**SUPPLIED INFORMATION:**
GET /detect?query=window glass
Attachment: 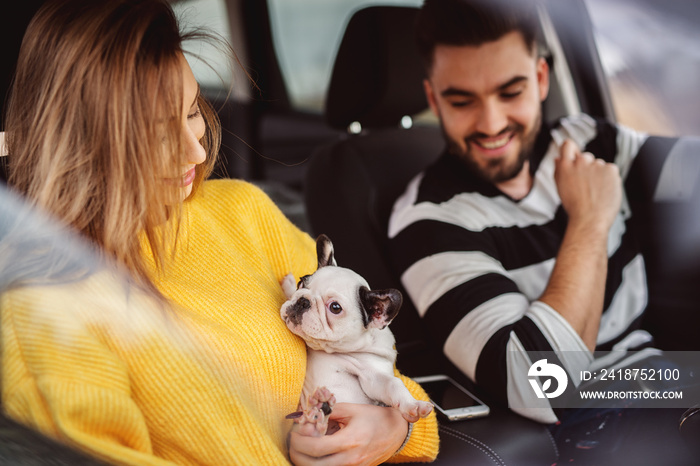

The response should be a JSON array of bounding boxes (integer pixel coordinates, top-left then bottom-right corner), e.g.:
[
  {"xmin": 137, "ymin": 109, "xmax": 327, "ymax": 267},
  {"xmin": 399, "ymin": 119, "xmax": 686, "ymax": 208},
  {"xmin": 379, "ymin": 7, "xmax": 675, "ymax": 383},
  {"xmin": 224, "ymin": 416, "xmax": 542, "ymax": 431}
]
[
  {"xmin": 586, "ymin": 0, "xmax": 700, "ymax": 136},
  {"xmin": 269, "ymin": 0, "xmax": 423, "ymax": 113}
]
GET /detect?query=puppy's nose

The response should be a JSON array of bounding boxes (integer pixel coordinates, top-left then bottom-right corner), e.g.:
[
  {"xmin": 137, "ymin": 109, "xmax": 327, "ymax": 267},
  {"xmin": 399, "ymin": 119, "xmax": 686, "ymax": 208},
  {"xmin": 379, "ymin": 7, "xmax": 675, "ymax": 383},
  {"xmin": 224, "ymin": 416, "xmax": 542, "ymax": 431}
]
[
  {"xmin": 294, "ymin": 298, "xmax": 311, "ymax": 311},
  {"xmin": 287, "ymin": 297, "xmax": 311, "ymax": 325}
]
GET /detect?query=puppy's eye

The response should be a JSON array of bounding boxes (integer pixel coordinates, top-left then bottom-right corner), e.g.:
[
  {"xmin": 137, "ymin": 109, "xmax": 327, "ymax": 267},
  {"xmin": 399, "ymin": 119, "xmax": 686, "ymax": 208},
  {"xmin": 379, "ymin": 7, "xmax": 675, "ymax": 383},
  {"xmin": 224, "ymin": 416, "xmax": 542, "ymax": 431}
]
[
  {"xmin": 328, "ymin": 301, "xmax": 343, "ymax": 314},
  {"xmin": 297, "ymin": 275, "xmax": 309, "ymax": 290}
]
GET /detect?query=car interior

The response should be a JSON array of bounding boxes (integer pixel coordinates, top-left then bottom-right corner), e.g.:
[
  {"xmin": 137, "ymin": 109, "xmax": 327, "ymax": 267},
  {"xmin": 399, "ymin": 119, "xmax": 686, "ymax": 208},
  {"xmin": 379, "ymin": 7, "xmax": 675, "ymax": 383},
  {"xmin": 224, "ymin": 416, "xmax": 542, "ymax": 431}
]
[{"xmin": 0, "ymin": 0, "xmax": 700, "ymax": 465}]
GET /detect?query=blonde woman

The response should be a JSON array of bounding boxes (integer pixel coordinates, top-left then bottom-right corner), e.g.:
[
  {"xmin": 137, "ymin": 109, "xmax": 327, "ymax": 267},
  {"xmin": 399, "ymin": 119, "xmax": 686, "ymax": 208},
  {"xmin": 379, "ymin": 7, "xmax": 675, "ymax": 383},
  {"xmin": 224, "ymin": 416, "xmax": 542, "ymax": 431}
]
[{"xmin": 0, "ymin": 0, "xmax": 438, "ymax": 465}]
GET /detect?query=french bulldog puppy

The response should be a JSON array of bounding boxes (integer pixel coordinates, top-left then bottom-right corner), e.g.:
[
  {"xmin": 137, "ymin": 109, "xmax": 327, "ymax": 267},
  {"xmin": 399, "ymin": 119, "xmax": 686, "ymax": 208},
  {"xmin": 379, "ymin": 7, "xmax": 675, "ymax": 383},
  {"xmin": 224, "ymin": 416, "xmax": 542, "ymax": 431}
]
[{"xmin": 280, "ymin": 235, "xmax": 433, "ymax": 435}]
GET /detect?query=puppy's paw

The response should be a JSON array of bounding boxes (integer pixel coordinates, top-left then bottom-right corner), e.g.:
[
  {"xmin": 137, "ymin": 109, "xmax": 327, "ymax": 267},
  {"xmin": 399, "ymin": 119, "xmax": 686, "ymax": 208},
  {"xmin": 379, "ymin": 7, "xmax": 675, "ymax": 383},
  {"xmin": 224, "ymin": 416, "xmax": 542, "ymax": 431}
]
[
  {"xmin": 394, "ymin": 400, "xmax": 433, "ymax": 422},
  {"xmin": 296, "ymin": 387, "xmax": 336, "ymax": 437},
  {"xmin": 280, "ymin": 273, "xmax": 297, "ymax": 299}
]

**CHALLENGE:**
How many lines of the listing above contain the string "detect"? Case must match; give only the number.

**THE COMPLETED TASK:**
7